■ **Selected extract**:
Re: synchronized standby: committed local and waiting for remote ack

From: Tom Lane <tgl(at)sss(dot)pgh(dot)pa(dot)us>
To: qihua wu <staywithpin(at)gmail(dot)com>
Cc: pgsql-general(at)lists(dot)postgresql(dot)org
Subject: Re: synchronized standby: committed local and waiting for remote ack
Date: 2023-01-14 05:31:28
Message-ID: 920090.1673674288@sss.pgh.pa.us
Views: Raw Message | Whole Thread | Download mbox | Resend email
Thread:
Lists: pgsql-general

qihua wu <staywithpin(at)gmail(dot)com> writes:
> We are using patroni to set up 1 primary and 5 slaves, and using ANY 2 (*)

■ **What needs to be done**:
In the mailing-list message above, what tool does the quoted writer use to set up the primary and the other servers?

■ **Named-object pointing records**:
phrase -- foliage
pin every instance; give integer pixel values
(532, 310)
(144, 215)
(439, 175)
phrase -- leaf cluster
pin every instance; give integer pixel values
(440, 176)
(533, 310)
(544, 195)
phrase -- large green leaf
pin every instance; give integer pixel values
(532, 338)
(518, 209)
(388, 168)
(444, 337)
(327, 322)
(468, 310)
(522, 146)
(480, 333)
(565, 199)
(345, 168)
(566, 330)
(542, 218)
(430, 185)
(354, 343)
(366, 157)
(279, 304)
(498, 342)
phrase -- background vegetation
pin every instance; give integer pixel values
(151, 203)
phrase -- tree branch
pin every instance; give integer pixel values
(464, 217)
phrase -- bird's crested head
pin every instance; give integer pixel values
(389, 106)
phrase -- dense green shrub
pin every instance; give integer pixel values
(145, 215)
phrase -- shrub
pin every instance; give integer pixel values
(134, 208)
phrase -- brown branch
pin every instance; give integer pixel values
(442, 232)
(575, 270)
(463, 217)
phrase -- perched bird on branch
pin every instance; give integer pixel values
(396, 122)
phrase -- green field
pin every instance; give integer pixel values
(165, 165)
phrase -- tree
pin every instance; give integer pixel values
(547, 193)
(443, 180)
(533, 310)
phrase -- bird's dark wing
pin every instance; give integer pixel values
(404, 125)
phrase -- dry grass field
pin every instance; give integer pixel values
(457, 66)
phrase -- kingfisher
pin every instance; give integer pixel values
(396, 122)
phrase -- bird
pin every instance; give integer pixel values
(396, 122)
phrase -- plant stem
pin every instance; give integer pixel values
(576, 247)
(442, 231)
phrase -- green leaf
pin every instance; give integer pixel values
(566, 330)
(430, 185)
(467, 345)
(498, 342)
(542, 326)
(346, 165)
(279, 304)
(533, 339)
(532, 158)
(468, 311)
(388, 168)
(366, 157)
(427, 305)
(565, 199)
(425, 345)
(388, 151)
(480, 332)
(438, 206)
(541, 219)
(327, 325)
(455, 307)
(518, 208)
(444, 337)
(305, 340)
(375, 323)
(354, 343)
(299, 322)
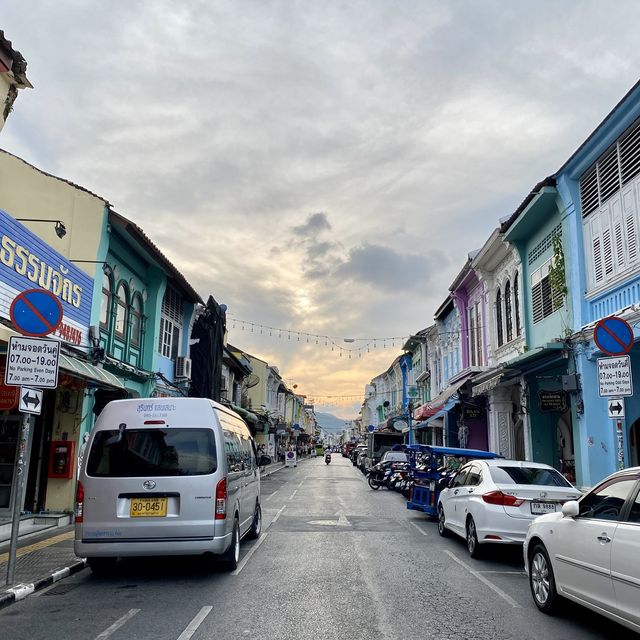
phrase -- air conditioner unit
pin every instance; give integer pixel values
(183, 367)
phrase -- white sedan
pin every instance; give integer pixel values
(493, 501)
(590, 553)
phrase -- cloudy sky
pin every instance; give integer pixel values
(323, 167)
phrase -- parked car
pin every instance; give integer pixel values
(493, 501)
(590, 553)
(165, 477)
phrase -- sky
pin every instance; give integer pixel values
(320, 168)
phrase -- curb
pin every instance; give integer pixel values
(21, 591)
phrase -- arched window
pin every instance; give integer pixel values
(121, 311)
(105, 301)
(136, 321)
(499, 318)
(507, 311)
(516, 304)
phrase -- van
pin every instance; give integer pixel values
(167, 476)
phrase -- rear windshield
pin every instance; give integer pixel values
(528, 475)
(152, 452)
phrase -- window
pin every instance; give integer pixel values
(543, 300)
(516, 303)
(606, 502)
(499, 318)
(105, 301)
(140, 453)
(121, 311)
(507, 311)
(170, 324)
(136, 321)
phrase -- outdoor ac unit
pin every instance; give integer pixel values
(183, 367)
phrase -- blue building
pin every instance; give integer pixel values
(599, 188)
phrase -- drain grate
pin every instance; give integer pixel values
(61, 589)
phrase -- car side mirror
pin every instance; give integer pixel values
(570, 509)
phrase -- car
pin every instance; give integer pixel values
(590, 552)
(493, 501)
(167, 476)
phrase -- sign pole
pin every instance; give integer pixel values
(18, 484)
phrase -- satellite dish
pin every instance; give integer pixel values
(251, 381)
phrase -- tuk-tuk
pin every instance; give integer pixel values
(431, 469)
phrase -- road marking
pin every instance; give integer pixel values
(192, 627)
(505, 596)
(254, 548)
(420, 529)
(38, 545)
(117, 624)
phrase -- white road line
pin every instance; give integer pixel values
(505, 596)
(420, 529)
(254, 548)
(192, 627)
(117, 624)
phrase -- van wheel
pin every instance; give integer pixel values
(256, 525)
(231, 556)
(102, 567)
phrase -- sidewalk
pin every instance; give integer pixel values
(45, 559)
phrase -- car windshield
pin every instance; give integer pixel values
(528, 475)
(152, 452)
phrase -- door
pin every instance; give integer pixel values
(582, 551)
(454, 505)
(625, 563)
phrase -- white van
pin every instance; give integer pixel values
(167, 476)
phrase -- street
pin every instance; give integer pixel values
(336, 560)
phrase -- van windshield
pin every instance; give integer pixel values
(152, 452)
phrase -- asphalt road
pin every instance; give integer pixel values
(336, 560)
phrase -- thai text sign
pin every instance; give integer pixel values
(27, 262)
(614, 377)
(32, 362)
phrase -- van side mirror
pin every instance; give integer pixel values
(570, 509)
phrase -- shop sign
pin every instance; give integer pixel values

■ **Answer to this problem**:
Patroni.